**TASK TO CARRY OUT**
Copy the following lines word for word, starting at the line that contains "Verification request: locate any stool seat" and ending at the line that contains "xmin=102 ymin=284 xmax=212 ymax=332", with both of those lines included.

**Stored entries**
⁂
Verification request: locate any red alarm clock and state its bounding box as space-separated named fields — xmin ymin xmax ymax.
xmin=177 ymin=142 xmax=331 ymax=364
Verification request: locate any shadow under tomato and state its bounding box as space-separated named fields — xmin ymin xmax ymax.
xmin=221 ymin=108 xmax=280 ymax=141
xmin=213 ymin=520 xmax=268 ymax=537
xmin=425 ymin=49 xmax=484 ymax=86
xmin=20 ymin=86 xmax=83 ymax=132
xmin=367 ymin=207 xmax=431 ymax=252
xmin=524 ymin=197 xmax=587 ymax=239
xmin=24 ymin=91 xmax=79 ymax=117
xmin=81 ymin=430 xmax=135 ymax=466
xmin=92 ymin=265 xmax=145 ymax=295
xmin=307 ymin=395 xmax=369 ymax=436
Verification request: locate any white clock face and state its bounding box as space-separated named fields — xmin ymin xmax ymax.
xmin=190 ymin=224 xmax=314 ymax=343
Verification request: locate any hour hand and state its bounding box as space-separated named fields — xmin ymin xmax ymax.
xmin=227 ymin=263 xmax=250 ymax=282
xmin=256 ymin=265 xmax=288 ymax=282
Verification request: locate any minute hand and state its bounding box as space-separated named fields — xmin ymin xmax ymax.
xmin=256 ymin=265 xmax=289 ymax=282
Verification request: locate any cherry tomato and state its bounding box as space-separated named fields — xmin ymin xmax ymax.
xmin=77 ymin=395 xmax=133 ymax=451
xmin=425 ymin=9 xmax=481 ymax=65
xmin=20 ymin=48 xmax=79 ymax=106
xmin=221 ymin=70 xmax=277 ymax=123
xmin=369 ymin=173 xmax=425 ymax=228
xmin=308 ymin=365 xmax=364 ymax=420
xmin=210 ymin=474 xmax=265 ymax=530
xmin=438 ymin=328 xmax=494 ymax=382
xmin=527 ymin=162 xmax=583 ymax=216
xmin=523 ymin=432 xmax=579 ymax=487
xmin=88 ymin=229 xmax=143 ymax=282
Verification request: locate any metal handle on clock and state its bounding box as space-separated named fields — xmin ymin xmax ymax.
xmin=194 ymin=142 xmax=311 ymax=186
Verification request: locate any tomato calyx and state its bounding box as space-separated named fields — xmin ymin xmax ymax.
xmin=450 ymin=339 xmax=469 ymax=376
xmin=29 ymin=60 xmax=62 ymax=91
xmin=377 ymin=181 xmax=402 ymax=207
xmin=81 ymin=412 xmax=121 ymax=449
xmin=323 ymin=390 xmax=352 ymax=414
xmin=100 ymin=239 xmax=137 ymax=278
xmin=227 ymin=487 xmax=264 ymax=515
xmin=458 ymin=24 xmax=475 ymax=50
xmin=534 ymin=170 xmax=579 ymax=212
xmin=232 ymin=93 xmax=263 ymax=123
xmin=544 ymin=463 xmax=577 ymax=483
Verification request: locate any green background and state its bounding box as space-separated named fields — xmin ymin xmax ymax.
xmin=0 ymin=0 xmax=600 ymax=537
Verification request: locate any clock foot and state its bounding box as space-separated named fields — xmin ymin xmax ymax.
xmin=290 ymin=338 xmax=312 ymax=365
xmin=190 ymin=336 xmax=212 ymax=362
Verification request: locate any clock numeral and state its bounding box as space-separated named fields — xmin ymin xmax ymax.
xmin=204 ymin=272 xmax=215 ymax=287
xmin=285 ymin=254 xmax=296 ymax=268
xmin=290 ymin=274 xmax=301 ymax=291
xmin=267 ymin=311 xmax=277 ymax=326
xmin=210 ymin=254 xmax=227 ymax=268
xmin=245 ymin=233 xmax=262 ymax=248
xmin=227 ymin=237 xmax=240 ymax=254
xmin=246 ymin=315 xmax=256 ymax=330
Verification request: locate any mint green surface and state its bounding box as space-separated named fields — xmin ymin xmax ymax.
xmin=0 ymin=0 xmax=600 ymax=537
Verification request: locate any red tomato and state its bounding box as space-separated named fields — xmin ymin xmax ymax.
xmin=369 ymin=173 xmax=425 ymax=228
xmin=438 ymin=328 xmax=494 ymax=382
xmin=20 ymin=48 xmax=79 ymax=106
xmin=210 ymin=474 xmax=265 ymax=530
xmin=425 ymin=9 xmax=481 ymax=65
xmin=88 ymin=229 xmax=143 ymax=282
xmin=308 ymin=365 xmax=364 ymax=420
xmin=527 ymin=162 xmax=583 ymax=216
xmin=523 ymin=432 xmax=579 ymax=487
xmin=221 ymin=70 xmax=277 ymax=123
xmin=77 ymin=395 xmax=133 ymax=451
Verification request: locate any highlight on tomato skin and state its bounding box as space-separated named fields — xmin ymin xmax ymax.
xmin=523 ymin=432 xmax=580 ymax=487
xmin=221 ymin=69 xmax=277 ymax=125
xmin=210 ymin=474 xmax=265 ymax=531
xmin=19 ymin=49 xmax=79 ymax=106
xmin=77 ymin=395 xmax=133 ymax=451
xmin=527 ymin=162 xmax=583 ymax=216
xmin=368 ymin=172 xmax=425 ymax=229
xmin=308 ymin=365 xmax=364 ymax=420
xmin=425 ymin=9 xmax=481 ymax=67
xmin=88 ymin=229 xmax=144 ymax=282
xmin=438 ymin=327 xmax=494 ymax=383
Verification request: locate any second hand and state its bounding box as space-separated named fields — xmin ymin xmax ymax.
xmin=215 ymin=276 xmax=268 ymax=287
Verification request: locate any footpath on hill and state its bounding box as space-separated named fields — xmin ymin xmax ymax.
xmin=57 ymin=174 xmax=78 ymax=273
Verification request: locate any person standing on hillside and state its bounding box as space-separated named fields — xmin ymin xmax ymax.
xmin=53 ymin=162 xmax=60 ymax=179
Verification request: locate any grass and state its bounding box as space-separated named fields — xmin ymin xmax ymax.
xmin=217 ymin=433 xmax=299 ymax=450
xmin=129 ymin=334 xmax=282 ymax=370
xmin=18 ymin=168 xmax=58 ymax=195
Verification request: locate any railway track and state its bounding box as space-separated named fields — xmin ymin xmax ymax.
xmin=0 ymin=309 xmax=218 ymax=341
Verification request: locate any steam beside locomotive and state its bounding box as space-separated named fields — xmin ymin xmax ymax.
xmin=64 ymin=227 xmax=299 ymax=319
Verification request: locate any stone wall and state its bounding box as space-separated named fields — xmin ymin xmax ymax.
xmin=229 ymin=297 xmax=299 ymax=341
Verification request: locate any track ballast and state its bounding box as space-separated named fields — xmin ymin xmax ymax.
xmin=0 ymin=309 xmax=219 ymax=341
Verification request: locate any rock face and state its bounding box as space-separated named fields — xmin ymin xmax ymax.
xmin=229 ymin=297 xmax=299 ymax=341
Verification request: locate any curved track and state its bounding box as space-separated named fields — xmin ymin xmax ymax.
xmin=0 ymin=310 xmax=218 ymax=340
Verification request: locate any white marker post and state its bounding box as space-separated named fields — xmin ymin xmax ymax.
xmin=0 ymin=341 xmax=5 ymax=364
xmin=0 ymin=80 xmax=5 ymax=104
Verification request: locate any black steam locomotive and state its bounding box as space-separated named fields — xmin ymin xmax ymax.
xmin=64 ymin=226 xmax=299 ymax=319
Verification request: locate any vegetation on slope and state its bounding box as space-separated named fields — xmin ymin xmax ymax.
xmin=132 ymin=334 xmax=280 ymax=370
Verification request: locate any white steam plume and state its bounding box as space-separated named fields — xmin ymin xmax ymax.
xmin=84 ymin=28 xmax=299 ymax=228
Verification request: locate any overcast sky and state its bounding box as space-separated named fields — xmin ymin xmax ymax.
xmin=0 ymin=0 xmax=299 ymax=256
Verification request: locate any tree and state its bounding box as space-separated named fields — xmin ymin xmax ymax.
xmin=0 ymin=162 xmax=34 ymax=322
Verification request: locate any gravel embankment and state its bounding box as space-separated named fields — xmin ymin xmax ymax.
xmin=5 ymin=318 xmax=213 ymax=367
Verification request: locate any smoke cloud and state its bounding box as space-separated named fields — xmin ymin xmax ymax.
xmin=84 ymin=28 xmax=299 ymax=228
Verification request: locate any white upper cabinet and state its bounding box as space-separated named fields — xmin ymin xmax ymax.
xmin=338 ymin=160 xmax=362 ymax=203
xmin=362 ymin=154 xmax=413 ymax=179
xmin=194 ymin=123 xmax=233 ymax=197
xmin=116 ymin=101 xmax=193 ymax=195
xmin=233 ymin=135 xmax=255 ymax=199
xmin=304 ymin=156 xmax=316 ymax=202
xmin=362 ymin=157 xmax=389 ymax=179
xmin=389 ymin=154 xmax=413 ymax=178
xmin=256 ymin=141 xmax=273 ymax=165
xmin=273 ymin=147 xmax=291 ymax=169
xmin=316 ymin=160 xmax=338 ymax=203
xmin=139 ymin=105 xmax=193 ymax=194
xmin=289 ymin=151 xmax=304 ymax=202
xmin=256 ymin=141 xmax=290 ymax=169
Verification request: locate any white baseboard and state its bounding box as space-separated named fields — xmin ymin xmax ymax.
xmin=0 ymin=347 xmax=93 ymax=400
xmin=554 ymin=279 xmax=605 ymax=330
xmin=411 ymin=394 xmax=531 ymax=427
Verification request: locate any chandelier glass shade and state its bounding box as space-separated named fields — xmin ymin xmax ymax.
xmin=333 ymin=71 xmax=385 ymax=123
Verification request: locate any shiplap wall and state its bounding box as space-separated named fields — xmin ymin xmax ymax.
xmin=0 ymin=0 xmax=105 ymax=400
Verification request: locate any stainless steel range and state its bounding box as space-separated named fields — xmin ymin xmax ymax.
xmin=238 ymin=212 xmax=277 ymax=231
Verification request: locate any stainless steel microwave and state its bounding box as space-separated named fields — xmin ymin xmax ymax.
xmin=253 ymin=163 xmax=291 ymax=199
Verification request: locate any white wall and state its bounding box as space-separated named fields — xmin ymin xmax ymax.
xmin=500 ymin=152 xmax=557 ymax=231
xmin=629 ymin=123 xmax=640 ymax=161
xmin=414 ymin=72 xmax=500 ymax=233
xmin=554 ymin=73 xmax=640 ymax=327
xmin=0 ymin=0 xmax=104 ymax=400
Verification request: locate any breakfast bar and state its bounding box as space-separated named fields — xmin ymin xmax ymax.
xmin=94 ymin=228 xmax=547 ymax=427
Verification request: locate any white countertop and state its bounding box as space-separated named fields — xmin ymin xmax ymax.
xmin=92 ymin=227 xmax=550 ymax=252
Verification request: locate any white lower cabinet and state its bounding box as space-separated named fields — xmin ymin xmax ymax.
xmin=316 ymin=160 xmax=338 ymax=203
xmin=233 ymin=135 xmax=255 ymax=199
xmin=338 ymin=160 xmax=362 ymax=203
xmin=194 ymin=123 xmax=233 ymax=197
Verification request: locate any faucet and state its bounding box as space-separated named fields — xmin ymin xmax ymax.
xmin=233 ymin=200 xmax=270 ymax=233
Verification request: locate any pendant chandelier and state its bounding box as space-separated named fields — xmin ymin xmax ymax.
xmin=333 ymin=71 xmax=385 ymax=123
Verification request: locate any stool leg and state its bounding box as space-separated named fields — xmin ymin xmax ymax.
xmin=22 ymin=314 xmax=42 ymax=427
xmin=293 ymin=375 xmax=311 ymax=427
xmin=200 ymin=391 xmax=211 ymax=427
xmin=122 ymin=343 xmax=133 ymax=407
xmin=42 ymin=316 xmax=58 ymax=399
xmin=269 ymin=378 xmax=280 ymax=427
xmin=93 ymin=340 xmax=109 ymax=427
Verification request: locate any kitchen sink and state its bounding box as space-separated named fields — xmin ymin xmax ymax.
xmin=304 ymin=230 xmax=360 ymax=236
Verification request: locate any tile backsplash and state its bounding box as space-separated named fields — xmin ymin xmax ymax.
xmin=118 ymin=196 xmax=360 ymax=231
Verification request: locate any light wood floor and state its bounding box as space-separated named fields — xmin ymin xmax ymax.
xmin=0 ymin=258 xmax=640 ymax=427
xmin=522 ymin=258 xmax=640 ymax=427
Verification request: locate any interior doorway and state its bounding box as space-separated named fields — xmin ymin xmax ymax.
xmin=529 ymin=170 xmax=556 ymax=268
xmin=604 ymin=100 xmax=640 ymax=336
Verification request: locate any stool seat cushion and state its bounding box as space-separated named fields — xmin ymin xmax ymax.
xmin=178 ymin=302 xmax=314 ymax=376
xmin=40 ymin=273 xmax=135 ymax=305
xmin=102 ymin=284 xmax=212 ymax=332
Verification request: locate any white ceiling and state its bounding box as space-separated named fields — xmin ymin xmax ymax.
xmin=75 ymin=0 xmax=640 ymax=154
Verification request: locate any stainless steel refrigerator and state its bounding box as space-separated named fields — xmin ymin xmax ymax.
⁂
**ANSWER TO THIS EXERCISE**
Verification request: locate any stool seat cushion and state its bounding box as space-separated named fields — xmin ymin xmax ymax.
xmin=178 ymin=302 xmax=314 ymax=376
xmin=40 ymin=273 xmax=135 ymax=305
xmin=102 ymin=284 xmax=212 ymax=332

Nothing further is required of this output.